◆ **Fragmento del texto**:
----

Cuando tenía siete años, mi madre nos advertía a mi hermana Sonia y a mí de que siempre que saliéramos a la calle evitáramos a la robachicos, una vieja conocida en el vecindario porque secuestraba niñas; las atraía regalándoles caramelos y luego las vendía a extraños. La palabra equivalente en inglés, kidnapper (robaniños), es utilizada hoy para referirse al secuestro de personas de cualquier edad. Cuarenta años después de aquellas lecciones infantiles, descubrí que lo que en mi infancia parecía una anécdota propia de Dickens, con los años se convertiría en uno de los problemas más serios del siglo XXI. La sociedad tiende a considerar la trata de niñas y mujeres como una reminiscencia de otro tiempo. Creíamos que la modernización y las fuerzas del mercado global habrían de erradicarla y que el abuso infantil en los oscuros rincones del mundo subdesarrollado habría de disiparse al simple contacto de las leyes occidentales y la economía de mercado. Mi investigación demuestra justamente lo contrario. El mundo experimenta una explosión de las redes que roban, compran y esclavizan a niñas y mujeres; las mismas fuerzas que en teoría habrían de erradicar la esclavitud la han potenciado a una escala sin precedentes. Estamos presenciando el desarrollo de una cultura de normalización del robo, compraventa y corrupción de niñas y adolescentes en todo el planeta, que tiene como finalidad convertirlas en objetos sexuales de renta y venta.

Cada año 1,39 millones de personas en todo el mundo, en su gran mayoría mujeres y niñas, son sometidas a la esclavitud sexual. Durante cinco años, mi tarea fue rastrear las operaciones de las pequeñas y grandes mafias internacionales a través de los testimonios de supervivientes de la explotación sexual comercial. Mi investigación sigue la pista concreta de un fenómeno criminal que nació en el siglo XX: la trata sexual de mujeres y niñas. La sofisticación de la industria sexual ha creado un mercado que muy pronto superará al número de esclavos vendidos en la época de la esclavitud africana que se extendió desde el siglo XVI hasta el XIX. La confrontación emocional con el hecho de ser una mujer periodista hizo más compleja esta investigación. El reto fue mayúsculo. En Camboya, Tailandia, Myanmar y Asia Central me vi obligada a emplear distintas estrategias para evitar el peligro. Enfrenté enormes frustraciones, como cuando tuve que salir corriendo de un casino camboyano operado por una tríada china en el que se efectuaba la compraventa de niñas menores de diez años.

Para alcanzar mi objetivo puse en práctica las enseñanzas de Günter Wallraff, maestro alemán de periodismo y autor de Cabeza de turco. Siguiendo sus métodos de trabajo, en mi viaje desde México hasta Asia Central me disfracé y asumí personalidades falsas. Gracias a ello pude sentarme a beber café con una tratante filipina en Camboya; entré en un prostíbulo en Tokio donde todos parecían personajes salidos de un manga; y caminé vestida de novicia por La Merced, uno de los barrios más peligrosos de México, controlado por poderosos tratantes.

----

◆ **Filas**:
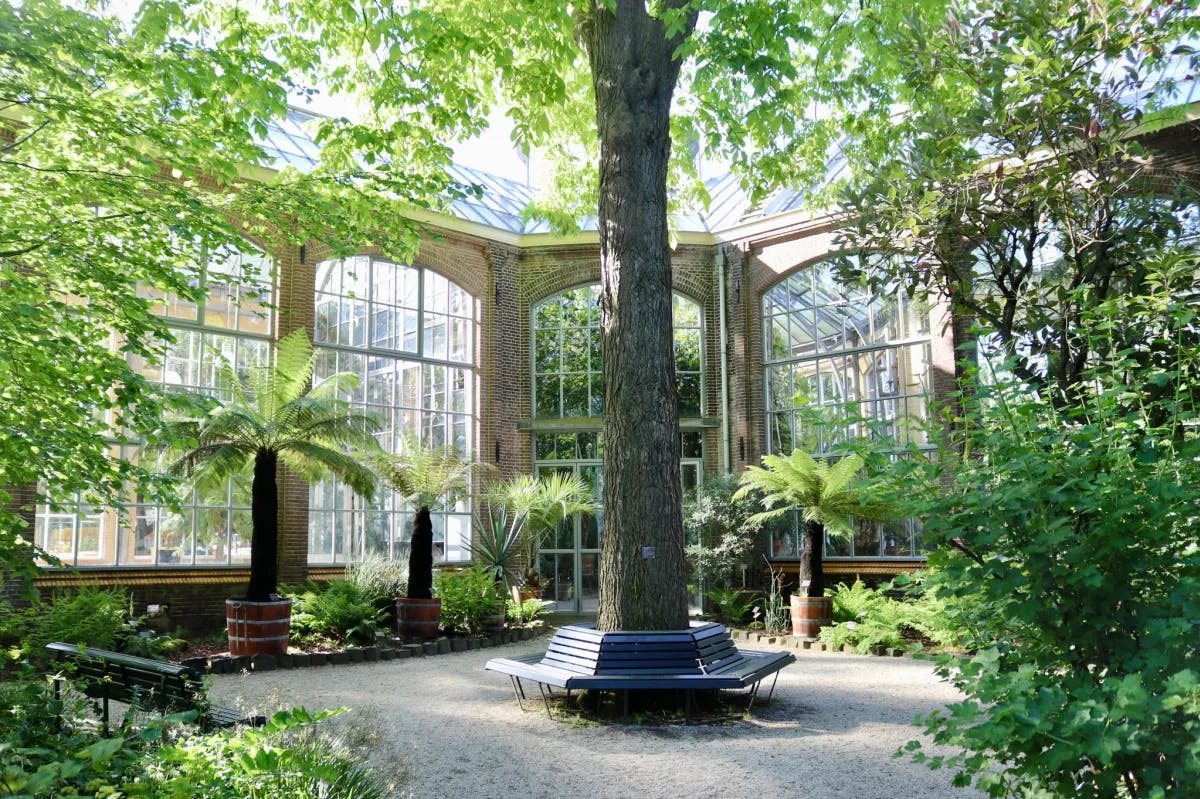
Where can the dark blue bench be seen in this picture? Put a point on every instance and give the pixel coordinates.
(700, 659)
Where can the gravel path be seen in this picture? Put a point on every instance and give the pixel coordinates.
(450, 730)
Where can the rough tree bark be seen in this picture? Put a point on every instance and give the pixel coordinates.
(813, 560)
(642, 568)
(264, 518)
(420, 556)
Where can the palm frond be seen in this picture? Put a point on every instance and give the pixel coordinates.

----

◆ **Tarea pedida**: Escribe cómo sigue el texto sobre la trata de niñas y mujeres, justo después de su última oración. Los ítems vienen de otra fuente distinta al texto.

◆ **Respuesta**:
Para comprender el fenómeno resultó imprescindible hacer un análisis de la postura de varios países respecto a la trata de personas y a la prostitución, examinar las ganancias que la legalización o regulación representa para los Gobiernos, y el valor cultural que sus hombres y mujeres dan al comercio sexual de personas. Me encontré con naciones profundamente religiosas, como Turquía, en donde está legalizada la prostitución. Y otras, como Suecia, que han penalizado el consumo de sexo comercial y protegido legalmente a las mujeres que son víctimas de la esclavitud sexual comercial.

Turquía. Al aterrizar en Estambul es de noche y pierdo el aliento ante la belleza del cielo estrellado con pinceladas violetas. En un taxi rumbo al hotel, bajo la ventanilla y los olores de la ciudad se revelan ante mí: el diesel, las especias, el hálito salado del mar. Cada ciudad tiene un aroma que la distingue.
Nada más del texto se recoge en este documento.